* [Text]
— begin —

For The Assam Tribune (Published on: 25th June, 2007)
Foreword: Wrote it on my Uncle's (Mr. Dilip Thomas') behest on the occassion of the the 200th Birth Anniversary of Dr. Nathan Brown.
The advent of the Christian Missionaries in India has been both valorised and criticised. Keeping the political inference aside, there's no denying the fact that we Indians have profited greatly from them. Take Rev. Dr. Nathan Brown, for example. An American Christian Baptist Missionary, he pioneered the establishment of vernacular schools in Assam, was the founder Editor of the first Assamese newspaper periodical - "Orunodoi", translated the New Testament and many significant literary works into Assamese. One of the most versatile Missionaries of that period, Dr. Nathan Brown's gamut of Missionary activities encompassed three countries (Myanmar, India and Japan) and of which, he laid the foundation of Baptist Missions in the North-East India.
Rev. Brown was an enthusiastic Evangelist and was committed to spread the word of the Gospel and in the process got involved with Assamese language and culture. It was actually the then Commissioner of Assam who was so impressed by his work, that he sent Dr. Brown an official invitation to come and help 'civilize' the warrior tribes of Shan, Khamtis and Singphos, who were threatening the smooth functioning of the British administration. Little did they expect then that the Brown's arrival would usher in a new era of literary development in the region. Brown discovered the uniqueness and popularity of the Assamese language in "its open aggreeable vocation, its picturesque Sanskritic characters, its quaint inflexious idioms", chose its purest form [as spoken in Upper Assam] as his language of teaching and preaching. He therefore started learning Assamese, Khamti and Singhpho languages, and very soon (by July 1837), he had prepared spelling books in English, Assamese and Khamti languages.
Rev. Brown laid the cornerstone for the publication of Arunudoi Sambad Patra (later Orunodoi), the first Assamese newspaper periodical in January 1846 and with illustrative articles on Geography, Astronomy, History and many other topics, it soon found an encouraging readership amongst the Assamese intelligentia, fueling an intellectual awakening of sorts. He played a pivotal role in retaining Assamese as "the vernacular dialect of the people". In his Journal dated October, 1838, Brown writes: "From the last papers we learnt that the Government has resolved on establishment of 21 schools in Assam, in which the bengali language only is to be taught. This makes it pretty certain that Assamese as a distinct language, will, in course of a few generation become extinct, and Bengali supply its place". He forwarded his objection before the Inspector of the Government of Schools stating that Assamese is more indigeneous to Assam than Bengali and that "..It [Assamese] never came from Bengali...[and] has much greater affinities with other branches of Sanskrit then with Bengali. It is more easy flowing, agreeable language and not less copious, and is fully entitled...to be considered as the vernacular language of the people".

— end —

* [Entries]

— begin —

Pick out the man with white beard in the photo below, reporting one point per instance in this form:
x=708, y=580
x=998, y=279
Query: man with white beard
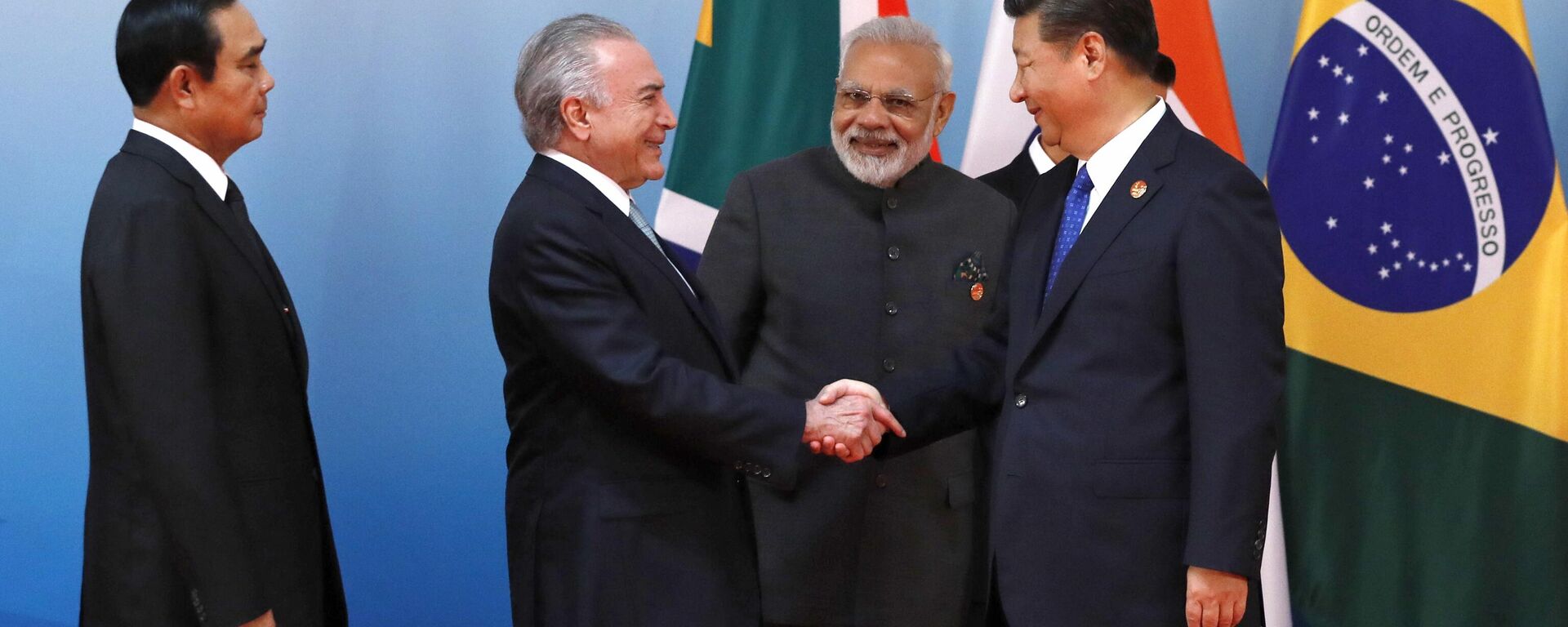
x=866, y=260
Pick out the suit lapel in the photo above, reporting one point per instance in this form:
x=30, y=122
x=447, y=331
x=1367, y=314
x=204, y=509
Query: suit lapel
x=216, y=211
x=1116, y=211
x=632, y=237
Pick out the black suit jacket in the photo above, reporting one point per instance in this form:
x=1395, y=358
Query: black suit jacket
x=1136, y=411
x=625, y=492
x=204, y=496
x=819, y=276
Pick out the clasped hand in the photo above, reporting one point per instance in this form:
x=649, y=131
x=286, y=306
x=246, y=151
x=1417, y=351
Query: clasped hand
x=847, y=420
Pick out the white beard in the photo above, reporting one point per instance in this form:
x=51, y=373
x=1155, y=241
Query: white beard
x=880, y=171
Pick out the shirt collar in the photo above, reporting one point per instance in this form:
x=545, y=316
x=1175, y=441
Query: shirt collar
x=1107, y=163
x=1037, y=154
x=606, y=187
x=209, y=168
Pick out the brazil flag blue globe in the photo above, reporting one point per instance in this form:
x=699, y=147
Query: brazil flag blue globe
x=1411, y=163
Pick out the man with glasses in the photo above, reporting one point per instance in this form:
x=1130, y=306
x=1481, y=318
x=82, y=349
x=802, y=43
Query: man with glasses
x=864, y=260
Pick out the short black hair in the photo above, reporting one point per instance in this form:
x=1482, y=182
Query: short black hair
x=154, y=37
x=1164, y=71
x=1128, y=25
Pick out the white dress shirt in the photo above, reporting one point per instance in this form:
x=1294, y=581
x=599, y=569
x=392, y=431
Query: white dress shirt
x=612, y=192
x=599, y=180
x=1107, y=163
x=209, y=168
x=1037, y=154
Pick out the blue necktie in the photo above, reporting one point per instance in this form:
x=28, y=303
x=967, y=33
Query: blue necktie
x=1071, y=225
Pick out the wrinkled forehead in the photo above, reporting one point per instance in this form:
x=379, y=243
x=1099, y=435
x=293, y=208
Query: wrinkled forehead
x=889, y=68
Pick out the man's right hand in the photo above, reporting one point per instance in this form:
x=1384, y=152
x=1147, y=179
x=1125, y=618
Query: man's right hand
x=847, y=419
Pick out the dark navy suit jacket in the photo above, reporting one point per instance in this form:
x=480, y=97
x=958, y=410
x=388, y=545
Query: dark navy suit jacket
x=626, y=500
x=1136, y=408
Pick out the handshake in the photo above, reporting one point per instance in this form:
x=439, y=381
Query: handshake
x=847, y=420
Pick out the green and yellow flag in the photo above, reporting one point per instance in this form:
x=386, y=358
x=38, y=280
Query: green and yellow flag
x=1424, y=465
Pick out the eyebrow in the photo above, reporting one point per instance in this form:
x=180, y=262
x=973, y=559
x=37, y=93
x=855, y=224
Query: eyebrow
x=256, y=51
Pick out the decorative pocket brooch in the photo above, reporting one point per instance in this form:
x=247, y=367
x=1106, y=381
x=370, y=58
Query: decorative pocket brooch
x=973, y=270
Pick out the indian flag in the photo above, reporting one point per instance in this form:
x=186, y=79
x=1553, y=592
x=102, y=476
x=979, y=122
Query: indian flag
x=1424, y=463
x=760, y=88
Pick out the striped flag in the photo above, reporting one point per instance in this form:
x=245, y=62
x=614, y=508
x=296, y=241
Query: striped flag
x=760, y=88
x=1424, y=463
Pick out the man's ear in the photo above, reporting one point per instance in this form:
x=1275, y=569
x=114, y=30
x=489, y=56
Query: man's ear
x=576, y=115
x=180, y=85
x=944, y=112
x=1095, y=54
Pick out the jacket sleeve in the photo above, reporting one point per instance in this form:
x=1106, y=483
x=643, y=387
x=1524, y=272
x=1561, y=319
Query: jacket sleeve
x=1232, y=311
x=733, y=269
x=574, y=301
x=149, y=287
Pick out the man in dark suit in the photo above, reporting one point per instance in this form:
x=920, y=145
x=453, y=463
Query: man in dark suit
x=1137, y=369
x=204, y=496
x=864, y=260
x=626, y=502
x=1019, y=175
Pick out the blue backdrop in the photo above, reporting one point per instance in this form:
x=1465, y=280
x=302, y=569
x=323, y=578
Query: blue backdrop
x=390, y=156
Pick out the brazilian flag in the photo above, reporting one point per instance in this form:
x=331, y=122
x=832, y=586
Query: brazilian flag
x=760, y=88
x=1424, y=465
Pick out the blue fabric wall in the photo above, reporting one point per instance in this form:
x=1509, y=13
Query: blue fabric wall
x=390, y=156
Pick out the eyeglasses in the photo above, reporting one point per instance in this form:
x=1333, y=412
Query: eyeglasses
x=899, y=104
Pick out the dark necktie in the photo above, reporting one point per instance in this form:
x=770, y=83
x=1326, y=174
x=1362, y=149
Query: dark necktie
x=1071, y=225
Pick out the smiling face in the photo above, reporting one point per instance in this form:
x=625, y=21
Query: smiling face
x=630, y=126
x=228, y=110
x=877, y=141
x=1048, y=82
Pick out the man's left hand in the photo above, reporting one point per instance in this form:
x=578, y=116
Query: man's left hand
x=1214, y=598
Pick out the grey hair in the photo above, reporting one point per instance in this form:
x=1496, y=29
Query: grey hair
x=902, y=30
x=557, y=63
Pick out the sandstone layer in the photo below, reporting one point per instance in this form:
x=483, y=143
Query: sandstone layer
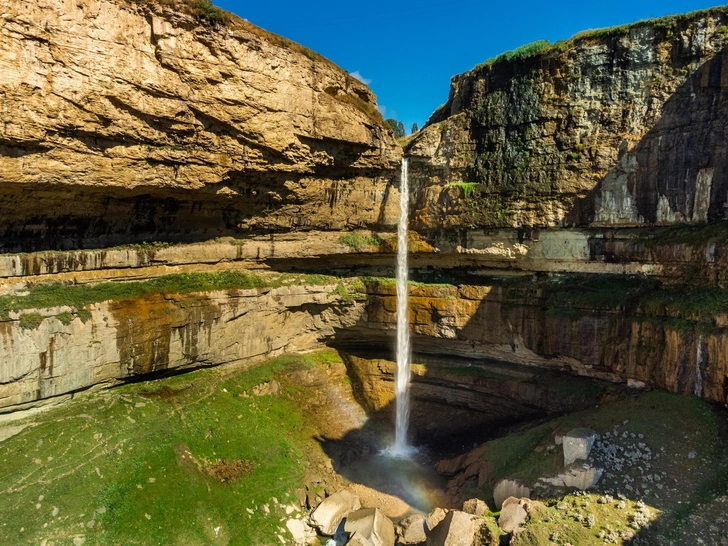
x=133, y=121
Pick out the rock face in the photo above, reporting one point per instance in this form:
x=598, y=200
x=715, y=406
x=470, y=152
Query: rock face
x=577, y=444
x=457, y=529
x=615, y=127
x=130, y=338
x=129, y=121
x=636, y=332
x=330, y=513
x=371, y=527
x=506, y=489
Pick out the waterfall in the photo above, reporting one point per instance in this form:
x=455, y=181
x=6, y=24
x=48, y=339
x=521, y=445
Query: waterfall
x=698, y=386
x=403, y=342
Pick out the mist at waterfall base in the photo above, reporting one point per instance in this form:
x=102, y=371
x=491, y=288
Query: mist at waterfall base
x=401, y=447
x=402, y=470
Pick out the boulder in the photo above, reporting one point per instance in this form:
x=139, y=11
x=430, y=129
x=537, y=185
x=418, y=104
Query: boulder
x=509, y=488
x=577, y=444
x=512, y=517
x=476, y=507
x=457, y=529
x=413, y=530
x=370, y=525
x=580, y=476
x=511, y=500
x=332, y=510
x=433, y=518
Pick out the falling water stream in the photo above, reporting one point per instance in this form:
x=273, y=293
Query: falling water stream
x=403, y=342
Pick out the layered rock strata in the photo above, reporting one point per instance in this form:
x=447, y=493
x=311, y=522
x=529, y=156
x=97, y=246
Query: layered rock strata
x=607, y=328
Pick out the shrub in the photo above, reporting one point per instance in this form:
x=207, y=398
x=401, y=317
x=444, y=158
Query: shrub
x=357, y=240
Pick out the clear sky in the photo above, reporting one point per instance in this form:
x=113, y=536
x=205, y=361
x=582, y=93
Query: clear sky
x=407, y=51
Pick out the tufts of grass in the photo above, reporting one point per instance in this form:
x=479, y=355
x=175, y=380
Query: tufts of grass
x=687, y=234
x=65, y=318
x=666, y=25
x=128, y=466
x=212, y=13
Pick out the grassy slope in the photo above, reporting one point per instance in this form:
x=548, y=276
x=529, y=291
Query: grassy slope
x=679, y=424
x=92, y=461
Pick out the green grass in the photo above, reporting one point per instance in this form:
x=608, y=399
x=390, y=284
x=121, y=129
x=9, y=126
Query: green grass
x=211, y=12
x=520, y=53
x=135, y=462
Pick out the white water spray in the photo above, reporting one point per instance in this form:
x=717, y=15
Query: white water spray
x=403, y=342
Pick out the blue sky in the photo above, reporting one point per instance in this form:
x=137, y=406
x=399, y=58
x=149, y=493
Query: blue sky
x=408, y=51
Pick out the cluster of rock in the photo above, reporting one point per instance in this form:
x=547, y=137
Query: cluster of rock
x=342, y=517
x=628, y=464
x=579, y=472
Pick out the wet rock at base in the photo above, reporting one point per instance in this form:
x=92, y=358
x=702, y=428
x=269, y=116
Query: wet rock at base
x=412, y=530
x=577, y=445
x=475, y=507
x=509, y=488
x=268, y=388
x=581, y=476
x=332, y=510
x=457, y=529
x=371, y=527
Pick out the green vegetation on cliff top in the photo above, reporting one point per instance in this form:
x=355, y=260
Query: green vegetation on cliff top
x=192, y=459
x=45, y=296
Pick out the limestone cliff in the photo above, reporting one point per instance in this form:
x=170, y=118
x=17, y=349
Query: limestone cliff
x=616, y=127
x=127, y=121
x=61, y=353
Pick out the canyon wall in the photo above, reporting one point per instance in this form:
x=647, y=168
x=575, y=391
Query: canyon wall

— end —

* [Task prompt]
Return the part of the Nathan Brown article from "For The Assam" to "Dr. Nathan Brown.", copied word for word.

* [Exercise answer]
For The Assam Tribune (Published on: 25th June, 2007)
Foreword: Wrote it on my Uncle's (Mr. Dilip Thomas') behest on the occassion of the the 200th Birth Anniversary of Dr. Nathan Brown.